Written task - Locate every line in the records below that contains the word "jack", and copy each of those lines in full.

Data extract -

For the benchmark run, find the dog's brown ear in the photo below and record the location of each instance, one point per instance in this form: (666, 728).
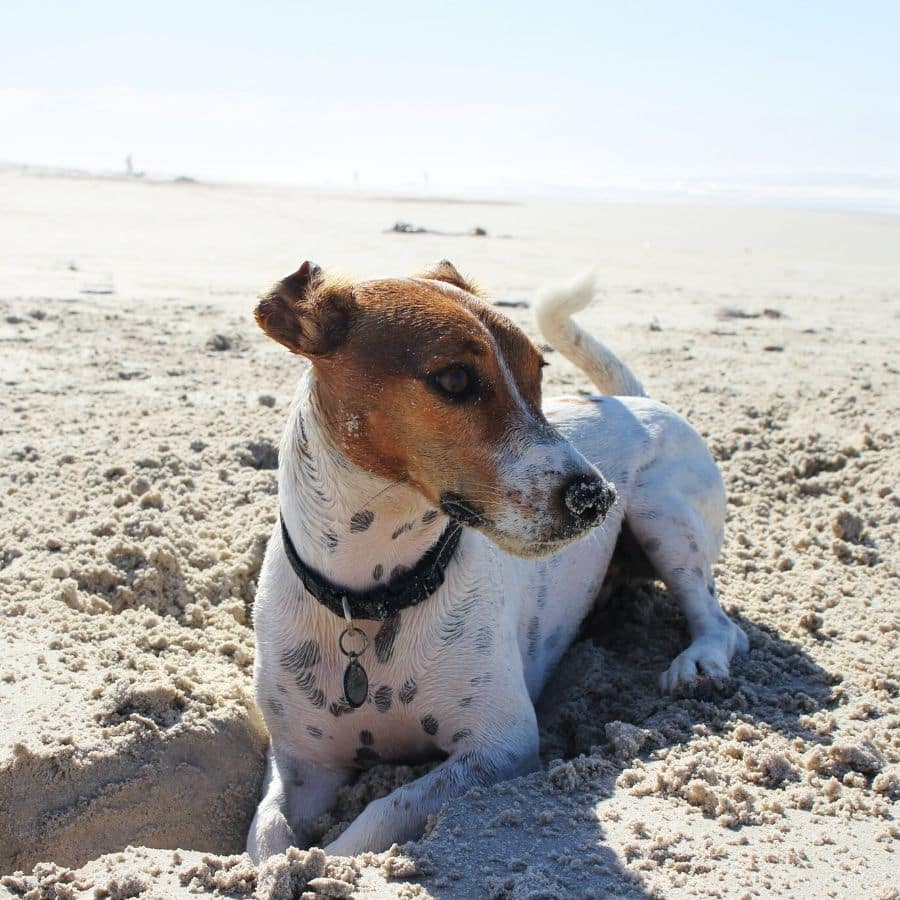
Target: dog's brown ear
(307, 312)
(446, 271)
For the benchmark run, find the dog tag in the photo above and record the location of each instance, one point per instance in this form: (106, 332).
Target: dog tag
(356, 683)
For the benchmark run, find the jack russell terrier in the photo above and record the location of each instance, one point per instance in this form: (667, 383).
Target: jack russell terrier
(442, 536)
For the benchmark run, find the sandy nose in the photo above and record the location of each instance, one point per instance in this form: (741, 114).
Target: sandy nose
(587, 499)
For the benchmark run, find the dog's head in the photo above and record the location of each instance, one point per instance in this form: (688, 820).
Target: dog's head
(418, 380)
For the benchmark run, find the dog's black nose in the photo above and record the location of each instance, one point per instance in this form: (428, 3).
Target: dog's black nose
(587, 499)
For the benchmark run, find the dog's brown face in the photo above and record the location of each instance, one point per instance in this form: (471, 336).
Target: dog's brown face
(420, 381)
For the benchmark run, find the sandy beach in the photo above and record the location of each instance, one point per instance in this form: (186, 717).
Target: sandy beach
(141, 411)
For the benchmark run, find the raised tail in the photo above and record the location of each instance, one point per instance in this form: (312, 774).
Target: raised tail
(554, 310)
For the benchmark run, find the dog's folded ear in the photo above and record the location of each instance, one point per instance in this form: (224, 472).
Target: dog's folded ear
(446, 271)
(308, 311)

* * *

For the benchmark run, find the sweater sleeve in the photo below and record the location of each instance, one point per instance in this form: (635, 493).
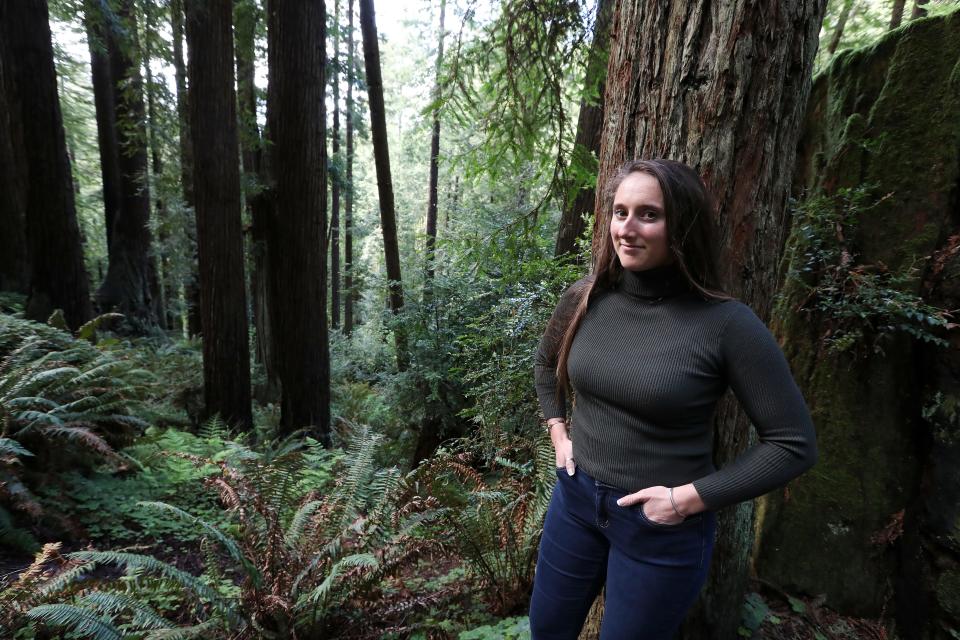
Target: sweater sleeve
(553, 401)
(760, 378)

Written solution -
For the benchmark run, find the jack russell terrier in the photo above and record the location of each instance, one point per instance in this form: (667, 383).
Target: jack russell terrier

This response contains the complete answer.